Extract provided.
I arrived in Tana in mid-May and met up with the rest of the boat crew at The Peregrine Fund house. I knew Rivo Rabarisoa from last year as he’d spent a couple of days at Camp Handkerchief. Rivo had conducted the last boat survey in 1995 so his knowledge of the northwest coast would be important to the success of our trip. Lily Arison Rene de Roland was the other team member. He’d just received his doctorate after studying rainforest raptors in the northeast of the island and had been promoted to Research Director for The Peregrine Fund’s Madagascar Project. This trip was to be his introduction to the wonderful world of the fish eagle.

We discussed logistics and decided we would leave Tana on 22 May (in two days time). We needed to drive up to Mahajanga on the NW coast where The Peregrine Fund boat was in storage. The plan was to spend a couple of days preparing the boat and then head out to sea as quickly as possible to get a head start in front of the imminent trade winds. We began to stockpile our equipment and I pulled out the new boat propellers to add to the list. I was somewhat non-plussed to see them being put away in the storeroom rather than joining the heap of equipment in the office. “ Why aren’t we taking those?” I asked. “They are spares. If we need them they will be shipped up to us,” was the reply. Warning bells should have started ringing but they didn’t. This was my first taste of something I came to know as “Malagasy logic.”

The next few days were spent racing around town trying to buy last minute food and equipment, as well as trying to avoid the voracious rat fleas that were already having a feeding frenzy on my flesh. Despite being smothered in insect repellent I counted 108 bites, and these didn’t include the ones on my lower back that I could feel but couldn’t see. It’s said that if you are continually exposed to fleabites, eventually your body develops some tolerance for the flea saliva allergy and then the bites become less annoying. It seemed I still had some time to go as I itched and scratched my way around town. Michèle Clarke, my supervisor at Nottingham University, emailed and suggested I try to get hold of citronella essential oil as a deterrent. Not much chance of finding any of that so I decided to use the next best thing. I sacrificed a bottle of lemon juice that I’d bought to season the fish and rice and carefully poured it all over my skin. The following day I did another bite count….216! It seemed my only chance of respite was to die…apparently fleas desert a dead body within minutes.

Request 1. Duplicate the passage of the fish eagle survey account between "I arrived in" and "the fish eagle.", inclusive.
Request 2. In the fish eagle survey account, where was The Peregrine Fund boat kept in storage?
Request 3. Take the fish eagle survey account further, starting after its last sentence.
The material after this point is separate from the fish eagle survey account.

Data segment.
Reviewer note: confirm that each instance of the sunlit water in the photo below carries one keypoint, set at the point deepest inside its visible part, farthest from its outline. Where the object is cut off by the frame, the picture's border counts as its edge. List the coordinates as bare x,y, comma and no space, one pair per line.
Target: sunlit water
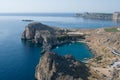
18,59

Exercise output 1.
I arrived in Tana in mid-May and met up with the rest of the boat crew at The Peregrine Fund house. I knew Rivo Rabarisoa from last year as he’d spent a couple of days at Camp Handkerchief. Rivo had conducted the last boat survey in 1995 so his knowledge of the northwest coast would be important to the success of our trip. Lily Arison Rene de Roland was the other team member. He’d just received his doctorate after studying rainforest raptors in the northeast of the island and had been promoted to Research Director for The Peregrine Fund’s Madagascar Project. This trip was to be his introduction to the wonderful world of the fish eagle.

Exercise output 2. In Mahajanga, on the northwest coast.

Exercise output 3.
Meanwhile, Rivo had been busy trying to organise a permit to allow us to use a VHF radio on the boat. Unfortunately, Madagascar Telecom (‘appropriately shortened to ‘Madcom’) was trying to rip us off by charging four million FMG (approx. £400) for permission, having previously charged 80,000 FMG (approx. £8) in earlier years. This was way over our budget, but the radio was essential in case we ran into difficulties offshore. It became even more significant after I’d inspected our “lifeboat” in the storeroom. It was one of those two-person inflatable kayaks that had definitely seen better days. It had large strips of duct tape strategically stuck to the base to cover over puncture holes and looked more like an inflatable banana than a life-saving piece of equipment. Rivo resolved to go back to Madcom the following day to try and negotiate with ‘Le Directeur Generale,’ which meant we couldn’t leave for Mahajanga as planned.

Two days of negotiations later, Madcom wouldn’t budge and we simply couldn’t afford the extortionate fee so we finished packing up our gear, making certain we at least had some decent life jackets and flares as well as the inflatable banana. Another 3 am departure from Tana, this time serenaded by Yves’ latest cassette: The Best of Neil Diamond. Luckily I was tired and slept for much of the journey.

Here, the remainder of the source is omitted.